▶ **Extract provided**

These projections reflect the commission's intermediate forecasting assumptions, and they do not reflect the worst that can happen. If the commission's more pessimistic assumptions turn out to be true, we will need more than half of the income of future workers to pay benefits already promised under current law.

Will the government be able to collect from one-third to one-half of the income of workers not yet born? We cannot afford the risk that the answer to that question may be "no." And even if the answer is "yes," today's young workers will get less than a two percent real rate of return on their payroll tax contributions.

The alternative is a voluntary plan that would allow workers to put some portion of their payroll tax dollars into private retirement accounts. These accounts would be funded from the Social Security surplus. As the account balances grow over time, retirees would rely more and more on their private savings and less on government to pay their monthly pension benefits.

What would happen to people already drawing Social Security benefits under these proposals? Nothing. That's why it's so disconcerting to see opponents of reform trying to scare the elderly. Under every serious reform proposal, those already retired or nearing retirement would get all the benefits they have been promised.

What about the charge that many people are too unsophisticated to make wise investment choices? The answer is: no one is going to be allowed to choose individual stocks or make other risky investments. This is not Las Vegas. Instead, people will be able to choose among a number of private professional money management firms. The firms will be restricted to conservative investments in diversified portfolios.

▶ **Tasks**
a. According to the extract on Social Security reform, what would fund the private retirement accounts?
b. Proceed with the extract on Social Security reform, picking up after its final sentence.

Items listed in a dataset:
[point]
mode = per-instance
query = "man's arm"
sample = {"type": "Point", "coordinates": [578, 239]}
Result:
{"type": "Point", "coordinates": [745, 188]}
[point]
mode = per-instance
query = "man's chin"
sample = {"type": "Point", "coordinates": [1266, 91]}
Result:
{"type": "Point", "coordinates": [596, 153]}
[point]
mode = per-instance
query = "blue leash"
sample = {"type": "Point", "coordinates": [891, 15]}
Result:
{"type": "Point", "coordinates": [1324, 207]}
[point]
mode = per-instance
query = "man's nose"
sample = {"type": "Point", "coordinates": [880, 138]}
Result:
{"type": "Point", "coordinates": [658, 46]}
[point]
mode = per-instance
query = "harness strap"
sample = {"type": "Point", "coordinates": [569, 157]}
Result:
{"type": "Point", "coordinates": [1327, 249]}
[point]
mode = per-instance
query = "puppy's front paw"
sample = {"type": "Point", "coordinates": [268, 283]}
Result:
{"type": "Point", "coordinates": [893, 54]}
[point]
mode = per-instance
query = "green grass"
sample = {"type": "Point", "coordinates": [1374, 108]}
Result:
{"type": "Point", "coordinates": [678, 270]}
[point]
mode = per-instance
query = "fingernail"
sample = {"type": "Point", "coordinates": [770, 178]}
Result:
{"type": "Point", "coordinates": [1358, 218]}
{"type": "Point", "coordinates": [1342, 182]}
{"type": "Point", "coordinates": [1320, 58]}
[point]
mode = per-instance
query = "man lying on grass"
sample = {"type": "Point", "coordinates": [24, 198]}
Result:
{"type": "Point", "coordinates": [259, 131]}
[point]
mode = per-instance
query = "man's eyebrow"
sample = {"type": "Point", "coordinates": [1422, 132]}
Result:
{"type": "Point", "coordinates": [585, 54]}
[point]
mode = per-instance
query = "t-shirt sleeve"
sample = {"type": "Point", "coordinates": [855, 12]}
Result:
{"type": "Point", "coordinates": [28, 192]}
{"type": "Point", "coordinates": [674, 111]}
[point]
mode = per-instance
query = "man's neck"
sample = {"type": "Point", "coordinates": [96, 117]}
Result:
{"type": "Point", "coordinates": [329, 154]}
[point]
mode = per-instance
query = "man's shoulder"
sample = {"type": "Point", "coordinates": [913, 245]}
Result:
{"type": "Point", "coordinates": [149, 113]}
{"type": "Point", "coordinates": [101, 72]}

▶ **Answer list**
a. The Social Security surplus would fund them.

b.
What about the fear that people will lose all their money in a stock market downturn? All the reform plans have a built-in safety net that eliminates most downside risk. Under several proposals, the government would guarantee future retirees no less than they would have under the current system. And this is a guarantee the government could easily afford, as the accumulation of funds in private retirement accounts shoulders more of the benefit burden through time.

Why don't we just use the Social Security surplus to pay off part of the national debt as Senate Majority Leader Tom Daschle recommended recently? Because this approach doesn't solve the long-term problem. By 2022 we would have to start borrowing again. By 2050 we would have four times as much debt as we would have with personal retirement accounts, and the debt would keep growing indefinitely into the future.

The transition to a privately funded system would be gradual, taking many years. But moving now to personal investment accounts would enable us to make the transition and save Social Security without escalating taxes or escalating debt.